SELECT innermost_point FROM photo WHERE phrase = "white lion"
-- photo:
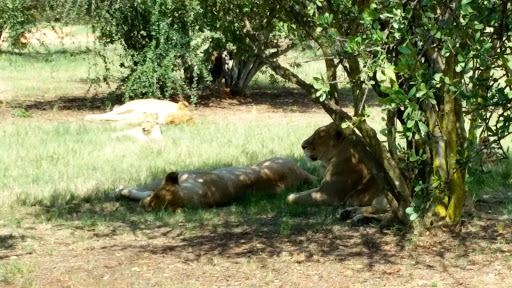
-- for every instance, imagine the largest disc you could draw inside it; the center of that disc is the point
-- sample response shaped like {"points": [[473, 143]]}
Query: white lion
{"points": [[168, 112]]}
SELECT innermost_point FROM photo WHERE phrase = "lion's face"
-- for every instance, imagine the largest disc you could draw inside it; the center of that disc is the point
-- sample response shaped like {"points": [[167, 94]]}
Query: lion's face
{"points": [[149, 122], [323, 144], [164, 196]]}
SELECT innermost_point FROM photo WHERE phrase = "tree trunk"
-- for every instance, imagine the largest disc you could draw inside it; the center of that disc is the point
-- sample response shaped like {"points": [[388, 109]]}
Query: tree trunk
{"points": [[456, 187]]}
--
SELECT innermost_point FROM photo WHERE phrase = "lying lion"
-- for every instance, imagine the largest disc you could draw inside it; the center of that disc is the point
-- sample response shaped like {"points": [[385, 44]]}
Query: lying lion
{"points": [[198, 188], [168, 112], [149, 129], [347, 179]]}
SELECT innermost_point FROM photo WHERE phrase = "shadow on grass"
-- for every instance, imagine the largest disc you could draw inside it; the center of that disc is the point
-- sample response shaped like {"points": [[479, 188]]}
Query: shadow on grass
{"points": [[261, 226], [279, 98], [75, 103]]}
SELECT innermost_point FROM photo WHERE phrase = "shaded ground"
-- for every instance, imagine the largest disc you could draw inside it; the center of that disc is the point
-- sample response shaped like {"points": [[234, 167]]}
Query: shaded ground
---
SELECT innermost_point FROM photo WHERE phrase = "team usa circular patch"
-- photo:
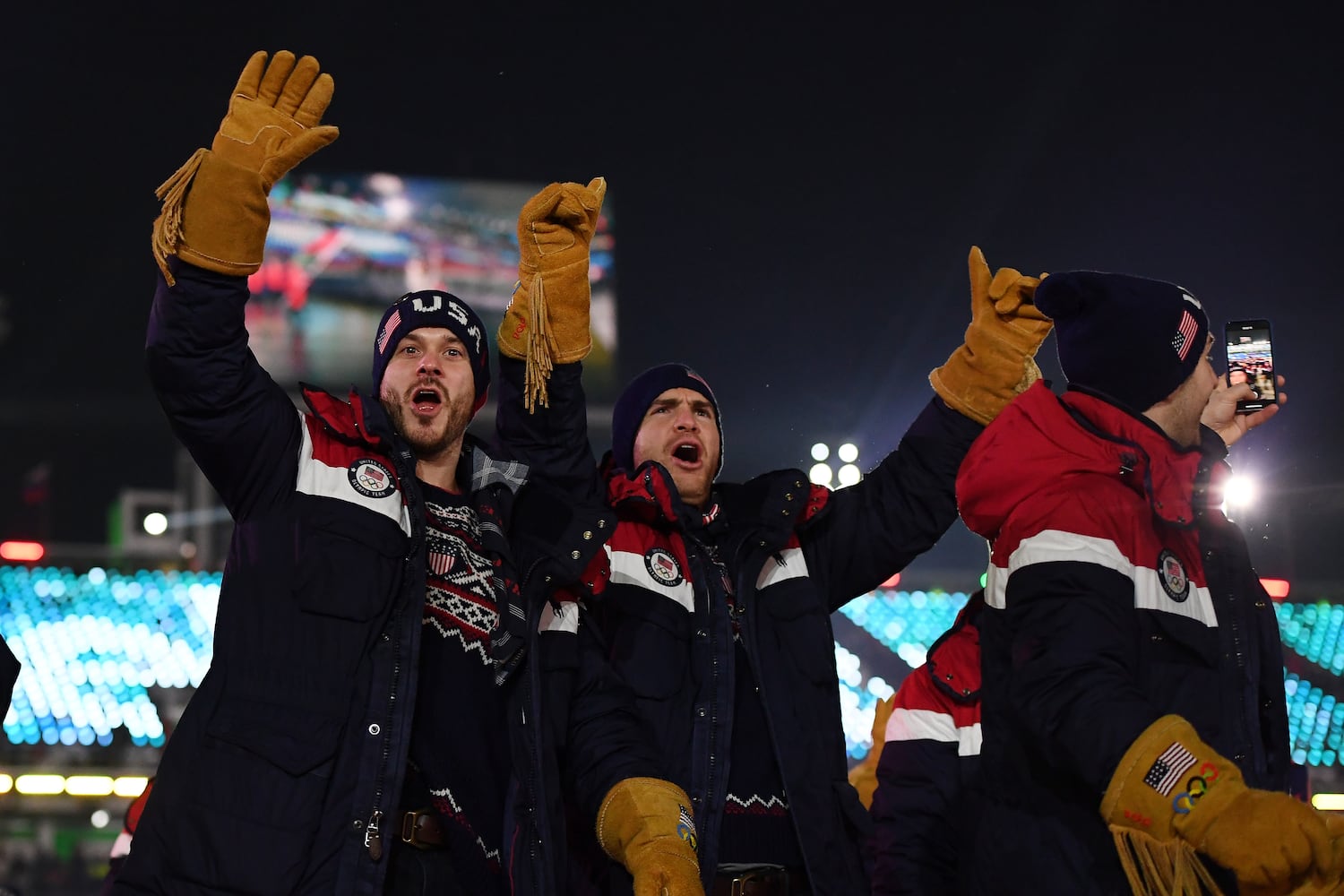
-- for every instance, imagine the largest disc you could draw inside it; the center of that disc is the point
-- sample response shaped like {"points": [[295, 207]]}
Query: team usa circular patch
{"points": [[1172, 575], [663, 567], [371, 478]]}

*GIVEN TASK*.
Return every line of the records that contains the word "shadow".

*TASK RESULT*.
SELECT innermost_point FROM photo WHERE phrase = "shadow on grass"
Query: shadow on grass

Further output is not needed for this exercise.